INSTRUCTIONS FOR THE TASK:
Your task is to print each record exactly as it reads.

──────── INFORMATION

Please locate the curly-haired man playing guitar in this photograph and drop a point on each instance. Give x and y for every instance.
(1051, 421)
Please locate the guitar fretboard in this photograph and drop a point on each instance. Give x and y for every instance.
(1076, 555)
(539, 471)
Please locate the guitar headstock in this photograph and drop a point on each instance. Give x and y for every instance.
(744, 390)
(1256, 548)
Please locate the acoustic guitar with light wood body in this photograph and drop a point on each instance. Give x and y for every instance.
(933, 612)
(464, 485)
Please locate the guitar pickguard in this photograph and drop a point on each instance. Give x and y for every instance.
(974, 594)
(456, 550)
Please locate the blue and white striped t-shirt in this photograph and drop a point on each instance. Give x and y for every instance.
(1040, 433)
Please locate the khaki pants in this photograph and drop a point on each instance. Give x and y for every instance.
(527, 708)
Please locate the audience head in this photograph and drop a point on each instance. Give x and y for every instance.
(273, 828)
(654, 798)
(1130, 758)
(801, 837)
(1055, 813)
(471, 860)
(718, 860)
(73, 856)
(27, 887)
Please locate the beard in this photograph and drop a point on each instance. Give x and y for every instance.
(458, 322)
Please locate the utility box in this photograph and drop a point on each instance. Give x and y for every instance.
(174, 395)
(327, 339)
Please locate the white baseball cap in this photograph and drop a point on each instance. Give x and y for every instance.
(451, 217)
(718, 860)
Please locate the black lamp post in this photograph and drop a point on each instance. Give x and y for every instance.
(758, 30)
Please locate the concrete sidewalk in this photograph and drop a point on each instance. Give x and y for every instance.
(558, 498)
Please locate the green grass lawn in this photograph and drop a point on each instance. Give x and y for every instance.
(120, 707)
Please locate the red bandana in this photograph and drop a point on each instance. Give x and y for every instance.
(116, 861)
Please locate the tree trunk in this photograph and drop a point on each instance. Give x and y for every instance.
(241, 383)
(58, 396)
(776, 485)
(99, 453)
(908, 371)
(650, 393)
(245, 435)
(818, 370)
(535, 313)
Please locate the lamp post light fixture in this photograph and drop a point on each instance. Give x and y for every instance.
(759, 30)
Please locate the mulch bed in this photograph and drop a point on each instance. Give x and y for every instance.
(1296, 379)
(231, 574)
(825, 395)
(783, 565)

────────────────

ANSWER FOR THE TASK:
Please locate the curly-haired man playing guitar in this photograph and drop a point on each instance. Give x and y for every instance.
(1051, 421)
Please locate the guitar fretboard in this photograph and drop a point on each instance. Give x and y for every instance.
(1076, 555)
(539, 471)
Please locate the guitar headstock in this photograph and drop a point on each instance. Give x and y for every instance.
(744, 390)
(1256, 548)
Please locate the acoustic guitar with light wood body in this photograph and drop a point on each instance. Give x and y for every instance.
(933, 612)
(464, 485)
Please locate the guitar pickguard in this photograph and drop a point on each instance. Give x and y for every instance.
(974, 594)
(456, 550)
Please locate the blue and white striped t-shirt in this photograph and drop a point on each instance. Give x and y for every instance.
(1040, 433)
Please locate the khaki pants in this photograph and drop a point on each instance. Give x and y for every instance.
(527, 708)
Please locate the audience head in this photograph and drop a point on each instance. Give x and y for every instance.
(273, 828)
(654, 798)
(1130, 758)
(801, 837)
(1055, 813)
(471, 860)
(718, 860)
(73, 856)
(27, 887)
Please locate the beard in this photograph and drop a point on each instance. Give x and y for every instance.
(458, 322)
Please locate the utility box in this photograph and drop a point on each instance. Give x and y for every instance.
(174, 395)
(327, 339)
Please locate the white baseball cap in this photograph and drop a point on each instance. Give x and y for every instance.
(451, 217)
(718, 860)
Please locate the black lamp post in this photograph and drop a point on each instance. Give x and y for every instance.
(758, 30)
Please locate the concrete sidewalk in this photograph and drop a point on each instance. Give x and y for every instance.
(558, 498)
Please locate the green grass lawn in this photograph and drop a point on each instance. Give x and y for every instance.
(120, 707)
Please locate the red bandana in this photograph and drop a point on each instance. Give x and y for every instance.
(116, 861)
Please locate the tree trunk in this photograph and drop a point on each instance. Give x and y for every instance.
(241, 383)
(58, 396)
(776, 485)
(99, 453)
(908, 371)
(650, 393)
(245, 435)
(818, 370)
(535, 313)
Please locate the lamp post light fixture in this photograph and drop a point on each instance. Give x and y for every instance.
(759, 30)
Please locate the mulch bed in this photograph and drop a point on each instance. Give x and y for every instance.
(1296, 379)
(231, 574)
(825, 395)
(783, 565)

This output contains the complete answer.